_REQUEST A_. Lay out the records as a numbered list with blank lines omitted, from the line with "Target: small stick" up to and including the last line of the records.

_TEXT TO READ_.
So (as far as I know), you cannot get a constexpr that is returning a char const* of a newly constructed string or a char const[n]. Note most of these restrictions don't hold for an std::array as pointed out by Xeo.

And even if you could return some char const*, a return value is not a literal, and only adjacent string literals are concatenated. This happens in translation phase 6 (§2.2), which I would still call a preprocessing phase. Constexpr are evaluated later (ref?). (f(x) f(y) where f is a function is a syntax error afaik)

But you can return from your constexpr fct an object of some other type (with a constexpr ctor or that is an aggregate) that contains both strings and can be inserted/printed into an basic_ostream.


Edit: here's the example. It's quite a bit long o.O Note you can streamline this in order just to get an additional "\n" add the end of a string. (This is more a generic approach I just wrote down from memory.)

Edit2: Actually, you cannot really streamline it. Creating the arr data member as an "array of const char_type" with the '\n' included (instead of an array of string literals) uses some fancy variadic template code that's actually a bit longer (but it works, see Xeo's answer).

Note: as ct_string_vector (the name's not good) stores pointers, it should be used only with strings of static storage duration (such as literals or global variables). The advantage is that a string does not have to be copied & expanded by template mechanisms. If you use a constexpr to store the result (like in the example main), you compiler should complain if the passed parameters are not of static storage duration.

#include <cstddef>
#include <iostream>
#include <iterator>

template < typename T_Char, std::size_t t_len >
struct ct_string_vector
{
    using char_type = T_Char;
    using stringl_type = char_type const*;

private:
    stringl_type arr[t_len];

public:
    template < typename... TP >
    constexpr ct_string_vector(TP... pp)
        : arr{pp...}
    {}

    constexpr std::size_t length()
    {  return t_len;  }

    template < typename T_Traits >
    friend
    std::basic_ostream < char_type, T_Traits >&
    operator <<(std::basic_ostream < char_type, T_Traits >& o,
        ct_string_vector const& p)

_REQUEST B_. In the passage on constexpr strings, rewrite the words from "But you can" up to and including "into an basic_ostream.", putting "function" in place of "fct".

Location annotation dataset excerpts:

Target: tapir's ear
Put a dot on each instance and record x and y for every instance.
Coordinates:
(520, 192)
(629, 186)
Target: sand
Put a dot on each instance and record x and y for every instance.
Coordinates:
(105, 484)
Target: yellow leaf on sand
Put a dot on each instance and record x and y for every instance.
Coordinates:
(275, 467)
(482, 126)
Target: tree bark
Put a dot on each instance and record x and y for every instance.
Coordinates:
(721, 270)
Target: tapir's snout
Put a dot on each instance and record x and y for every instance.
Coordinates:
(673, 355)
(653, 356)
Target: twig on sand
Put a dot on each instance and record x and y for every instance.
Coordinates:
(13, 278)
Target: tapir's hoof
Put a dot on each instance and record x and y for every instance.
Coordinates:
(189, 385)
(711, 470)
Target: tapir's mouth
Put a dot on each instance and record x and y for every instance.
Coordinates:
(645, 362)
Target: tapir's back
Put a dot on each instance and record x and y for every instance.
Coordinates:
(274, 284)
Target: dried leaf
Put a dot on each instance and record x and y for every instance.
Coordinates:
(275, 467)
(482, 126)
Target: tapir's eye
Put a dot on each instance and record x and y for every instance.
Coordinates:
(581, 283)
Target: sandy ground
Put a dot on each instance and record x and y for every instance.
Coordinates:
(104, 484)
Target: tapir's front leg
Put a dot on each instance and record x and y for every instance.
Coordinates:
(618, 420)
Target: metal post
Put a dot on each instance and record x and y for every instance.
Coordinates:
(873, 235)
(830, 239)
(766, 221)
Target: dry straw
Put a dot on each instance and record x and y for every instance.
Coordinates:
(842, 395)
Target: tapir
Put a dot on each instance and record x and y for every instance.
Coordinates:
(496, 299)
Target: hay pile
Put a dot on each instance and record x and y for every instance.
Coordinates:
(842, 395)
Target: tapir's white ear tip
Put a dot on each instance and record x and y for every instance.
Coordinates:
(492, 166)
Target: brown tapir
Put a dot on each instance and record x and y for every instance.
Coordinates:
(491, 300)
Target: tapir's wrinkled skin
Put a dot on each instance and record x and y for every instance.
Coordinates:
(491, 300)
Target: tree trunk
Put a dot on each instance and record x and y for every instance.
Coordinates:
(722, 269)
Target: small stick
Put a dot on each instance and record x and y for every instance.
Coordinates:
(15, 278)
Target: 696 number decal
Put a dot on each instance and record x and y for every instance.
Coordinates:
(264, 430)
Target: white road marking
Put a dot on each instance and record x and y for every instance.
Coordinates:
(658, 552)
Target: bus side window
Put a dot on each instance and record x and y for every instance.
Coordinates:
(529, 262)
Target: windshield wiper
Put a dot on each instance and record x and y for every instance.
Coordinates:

_RESPONSE A_.
1. Target: small stick
2. Put a dot on each instance and record x and y for every instance.
3. Coordinates:
4. (15, 278)
5. Target: 696 number decal
6. Put a dot on each instance and record x and y for every instance.
7. Coordinates:
8. (264, 430)
9. Target: white road marking
10. Put a dot on each instance and record x and y for every instance.
11. Coordinates:
12. (658, 552)
13. Target: bus side window
14. Put a dot on each instance and record x and y for every instance.
15. Coordinates:
16. (529, 262)
17. Target: windshield wiper
18. Put a dot on each instance and record x and y for every instance.
19. Coordinates:

_RESPONSE B_.
But you can return from your constexpr function an object of some other type (with a constexpr ctor or that is an aggregate) that contains both strings and can be inserted/printed into an basic_ostream.